[EXERCISE INSTRUCTIONS] Render every line of the records below as a Markdown table with two columns, Row and Line, numbering the rows in order and leaving out blank lines.

[DATA SECTION]
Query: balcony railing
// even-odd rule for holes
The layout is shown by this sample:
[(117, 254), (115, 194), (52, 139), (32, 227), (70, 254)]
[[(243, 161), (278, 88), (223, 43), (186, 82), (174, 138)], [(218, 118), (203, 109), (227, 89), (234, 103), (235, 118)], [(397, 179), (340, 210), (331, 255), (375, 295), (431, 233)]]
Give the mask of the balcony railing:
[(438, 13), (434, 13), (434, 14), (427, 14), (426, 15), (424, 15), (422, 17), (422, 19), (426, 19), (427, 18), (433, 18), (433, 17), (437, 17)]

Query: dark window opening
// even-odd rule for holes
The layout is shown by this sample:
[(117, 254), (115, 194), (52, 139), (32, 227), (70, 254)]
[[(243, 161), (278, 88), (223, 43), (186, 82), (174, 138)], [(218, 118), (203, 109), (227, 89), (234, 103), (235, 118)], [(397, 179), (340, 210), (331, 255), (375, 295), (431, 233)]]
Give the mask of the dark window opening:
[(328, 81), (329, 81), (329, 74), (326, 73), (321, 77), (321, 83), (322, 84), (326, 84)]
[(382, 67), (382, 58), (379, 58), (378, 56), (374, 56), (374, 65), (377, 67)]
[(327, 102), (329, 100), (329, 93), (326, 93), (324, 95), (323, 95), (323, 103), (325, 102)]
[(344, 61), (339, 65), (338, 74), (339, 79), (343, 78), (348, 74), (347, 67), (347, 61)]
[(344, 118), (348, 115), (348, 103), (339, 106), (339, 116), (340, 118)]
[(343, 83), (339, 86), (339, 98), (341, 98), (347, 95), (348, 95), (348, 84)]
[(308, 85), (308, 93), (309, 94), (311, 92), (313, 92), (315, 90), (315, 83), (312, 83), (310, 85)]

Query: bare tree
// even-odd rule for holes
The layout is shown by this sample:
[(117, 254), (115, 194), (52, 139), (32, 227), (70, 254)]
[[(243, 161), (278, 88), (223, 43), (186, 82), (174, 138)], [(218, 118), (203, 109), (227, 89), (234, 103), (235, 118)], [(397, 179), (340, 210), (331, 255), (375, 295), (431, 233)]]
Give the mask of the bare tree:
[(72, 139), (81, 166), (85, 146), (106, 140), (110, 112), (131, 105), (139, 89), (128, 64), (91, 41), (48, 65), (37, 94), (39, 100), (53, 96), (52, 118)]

[TASK SOLUTION]
| Row | Line |
|---|---|
| 1 | Query: balcony railing |
| 2 | // even-odd rule for holes |
| 3 | The layout is shown by this sample: |
| 4 | [(117, 254), (115, 194), (52, 139), (32, 227), (70, 254)] |
| 5 | [[(243, 161), (278, 88), (223, 43), (186, 82), (174, 138)], [(218, 118), (203, 109), (227, 89), (234, 103), (235, 118)], [(397, 179), (340, 210), (331, 255), (375, 295), (431, 233)]] |
| 6 | Give the mask of the balcony railing: |
| 7 | [(438, 13), (434, 13), (434, 14), (427, 14), (426, 15), (424, 15), (422, 17), (422, 19), (426, 19), (427, 18), (433, 18), (433, 17), (437, 17)] |
| 8 | Query: dark window opening |
| 9 | // even-odd rule for holes |
| 10 | The layout is shown by this sample: |
| 11 | [(117, 254), (115, 194), (52, 139), (32, 227), (70, 254)] |
| 12 | [[(243, 161), (278, 88), (223, 43), (186, 82), (174, 138)], [(218, 118), (203, 109), (227, 89), (234, 103), (235, 118)], [(397, 179), (340, 210), (331, 255), (375, 295), (431, 233)]] |
| 13 | Give the mask of the dark window opening: |
| 14 | [(328, 81), (329, 81), (329, 74), (326, 73), (321, 77), (321, 83), (322, 84), (326, 84)] |
| 15 | [(382, 67), (382, 58), (379, 58), (378, 56), (374, 56), (374, 65), (377, 67)] |
| 16 | [(327, 102), (329, 100), (329, 93), (326, 93), (324, 95), (323, 95), (323, 103), (325, 102)] |
| 17 | [(344, 61), (339, 65), (338, 74), (339, 79), (343, 78), (348, 74), (347, 67), (347, 61)] |
| 18 | [(344, 118), (348, 115), (348, 103), (339, 106), (339, 116), (340, 118)] |
| 19 | [(343, 83), (339, 86), (339, 98), (341, 98), (347, 95), (348, 95), (348, 84)] |
| 20 | [(308, 85), (308, 93), (309, 94), (311, 92), (313, 92), (315, 90), (315, 83), (312, 83), (310, 85)] |
| 21 | Query: bare tree |
| 22 | // even-odd rule for holes |
| 23 | The layout is shown by this sample: |
| 24 | [(117, 254), (115, 194), (52, 139), (32, 227), (70, 254)] |
| 25 | [[(243, 161), (278, 88), (223, 43), (186, 82), (174, 138)], [(218, 118), (203, 109), (227, 89), (234, 103), (235, 118)], [(397, 179), (340, 210), (331, 255), (375, 295), (431, 233)]] |
| 26 | Give the mask of the bare tree: |
| 27 | [(72, 139), (81, 166), (85, 146), (106, 140), (110, 112), (131, 105), (139, 89), (128, 64), (91, 41), (48, 65), (37, 94), (39, 100), (53, 96), (52, 118)] |